EXTRACTED TEXT -
■ ■ ■ ■ ■

Zimbabwean fish records shortevity

afrol News, 12 July - Humans find a resource in the extremely short lifespan of the annual fish Nothobranchius furzeri, a native of Zimbabwean temporary bodies of water. The short-liver could prove useful in laboratories worldwide.

Alessandro Cellerino and Stefano Valdesalici of the Pisa-based Italian Istituto di Neuroscienze have published a new study in the 'Biology Letters' of the Royal Society in London, describing the advantages of a short life span of the Zimbabwean fish species - for human science.

The small fish Nothobranchius furzeri inhabits a harsh environ; the short-lived water bodies that fill up temporarily during the rainy season. Within a few weeks, the fish has to do what other fishes can spend a real lifetime to accomplish: hatch, grow into a fish, graze, reproduce, lay eggs and die.

The species only to be found in Zimbabwe goes through this lifespan in a matter of less than twelve weeks, Mr Cellerino and Mr Valdesalici found out in laboratory experiments.

The species is a member of a group of annual species found in temporary bodies of water whose life expectancy in the wild normally is limited to a few months. "We find that maximum survival of N. furzeri in the laboratory is less than 12 weeks," the Italian scientists write. This is the shortest lifespan ever to be found in a vertebrate.

Owing to its small size and the possibility of propagation in captivity, N. furzeri "could be used as a convenient model for ageing research," the researchers hold. In fact, the current "favourite" research object of researcher is the zebra fish, which however has the habit of surviving up to five years in laboratories.

Another scientists' favourite is the shrew mouse, which usually survives to see its first birthday, or twelve months. The short lifetime span has an obvious advantage for researchers studying the ageing process and for researchers studying genetic changes from one generation to another. To relate such studies to the human body, vertebrates are preferred study objects.

■ ■ ■ ■ ■

PROBLEM STATEMENT - In the article about the short-lived Zimbabwean fish, how long can the zebra fish survive in laboratories?

■ ■ ■ ■ ■

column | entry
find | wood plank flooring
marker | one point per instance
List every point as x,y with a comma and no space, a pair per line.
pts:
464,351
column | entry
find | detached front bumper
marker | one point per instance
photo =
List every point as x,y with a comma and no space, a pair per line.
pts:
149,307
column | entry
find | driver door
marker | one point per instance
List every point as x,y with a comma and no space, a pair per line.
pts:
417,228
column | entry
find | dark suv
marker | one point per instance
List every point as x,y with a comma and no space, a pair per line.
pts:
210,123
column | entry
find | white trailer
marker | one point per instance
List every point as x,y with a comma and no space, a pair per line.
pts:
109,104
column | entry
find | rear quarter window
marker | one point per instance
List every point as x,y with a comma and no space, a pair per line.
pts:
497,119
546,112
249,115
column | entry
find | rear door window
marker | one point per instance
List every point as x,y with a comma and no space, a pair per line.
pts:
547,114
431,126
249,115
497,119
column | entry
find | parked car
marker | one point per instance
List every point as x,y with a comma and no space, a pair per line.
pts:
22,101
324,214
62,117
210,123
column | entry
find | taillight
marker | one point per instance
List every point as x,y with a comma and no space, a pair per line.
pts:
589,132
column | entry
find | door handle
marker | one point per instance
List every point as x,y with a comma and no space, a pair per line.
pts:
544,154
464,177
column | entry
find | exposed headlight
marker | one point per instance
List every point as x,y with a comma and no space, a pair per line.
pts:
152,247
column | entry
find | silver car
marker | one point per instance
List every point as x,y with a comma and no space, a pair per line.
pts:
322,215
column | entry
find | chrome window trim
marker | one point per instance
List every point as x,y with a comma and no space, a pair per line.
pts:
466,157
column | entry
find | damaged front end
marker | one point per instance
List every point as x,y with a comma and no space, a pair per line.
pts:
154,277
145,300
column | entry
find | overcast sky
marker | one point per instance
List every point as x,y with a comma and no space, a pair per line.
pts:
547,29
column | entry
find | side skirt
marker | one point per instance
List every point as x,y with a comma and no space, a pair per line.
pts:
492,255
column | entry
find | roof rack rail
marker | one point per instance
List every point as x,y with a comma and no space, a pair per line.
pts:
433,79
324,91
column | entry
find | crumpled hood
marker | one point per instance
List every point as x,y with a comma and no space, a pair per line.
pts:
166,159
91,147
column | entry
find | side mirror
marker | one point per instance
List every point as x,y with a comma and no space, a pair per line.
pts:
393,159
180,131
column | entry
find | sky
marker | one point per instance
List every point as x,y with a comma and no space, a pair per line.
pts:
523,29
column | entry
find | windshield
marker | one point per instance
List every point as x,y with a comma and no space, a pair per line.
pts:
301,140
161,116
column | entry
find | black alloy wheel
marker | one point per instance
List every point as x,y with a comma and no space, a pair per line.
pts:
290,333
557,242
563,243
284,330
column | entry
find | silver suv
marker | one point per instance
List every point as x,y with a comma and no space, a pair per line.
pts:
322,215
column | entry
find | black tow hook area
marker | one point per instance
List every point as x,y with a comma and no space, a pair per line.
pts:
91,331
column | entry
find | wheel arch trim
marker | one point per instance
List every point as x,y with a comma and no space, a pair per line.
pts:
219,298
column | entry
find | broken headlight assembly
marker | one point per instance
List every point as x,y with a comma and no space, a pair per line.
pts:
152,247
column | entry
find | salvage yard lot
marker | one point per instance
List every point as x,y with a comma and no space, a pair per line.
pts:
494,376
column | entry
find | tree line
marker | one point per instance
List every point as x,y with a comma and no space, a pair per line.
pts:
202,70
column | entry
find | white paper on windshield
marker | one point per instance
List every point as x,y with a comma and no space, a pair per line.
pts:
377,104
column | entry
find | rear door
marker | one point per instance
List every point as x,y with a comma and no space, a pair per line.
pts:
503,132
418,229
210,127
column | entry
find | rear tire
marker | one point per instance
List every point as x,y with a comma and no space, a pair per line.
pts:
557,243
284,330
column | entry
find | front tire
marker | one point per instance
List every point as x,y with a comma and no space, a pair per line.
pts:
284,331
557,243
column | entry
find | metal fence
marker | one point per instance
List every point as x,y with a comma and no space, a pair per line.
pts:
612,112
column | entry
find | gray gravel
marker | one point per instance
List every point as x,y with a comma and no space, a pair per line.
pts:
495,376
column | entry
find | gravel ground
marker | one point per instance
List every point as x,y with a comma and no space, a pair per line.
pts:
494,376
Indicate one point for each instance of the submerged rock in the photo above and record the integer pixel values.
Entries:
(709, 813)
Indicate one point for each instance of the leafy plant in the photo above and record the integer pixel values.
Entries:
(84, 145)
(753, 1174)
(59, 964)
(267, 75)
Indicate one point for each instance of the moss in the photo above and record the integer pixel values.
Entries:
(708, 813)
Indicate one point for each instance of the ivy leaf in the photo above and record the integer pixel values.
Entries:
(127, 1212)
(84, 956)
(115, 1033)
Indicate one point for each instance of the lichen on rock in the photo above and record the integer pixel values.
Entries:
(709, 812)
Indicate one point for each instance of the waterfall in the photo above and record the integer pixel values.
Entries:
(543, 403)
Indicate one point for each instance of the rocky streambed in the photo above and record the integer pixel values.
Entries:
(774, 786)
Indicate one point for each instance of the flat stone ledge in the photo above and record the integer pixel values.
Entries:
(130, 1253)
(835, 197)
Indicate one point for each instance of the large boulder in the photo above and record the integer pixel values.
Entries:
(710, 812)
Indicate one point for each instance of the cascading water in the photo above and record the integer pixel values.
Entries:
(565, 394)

■ ■ ■ ■ ■

YOUR SOLUTION - Up to five years.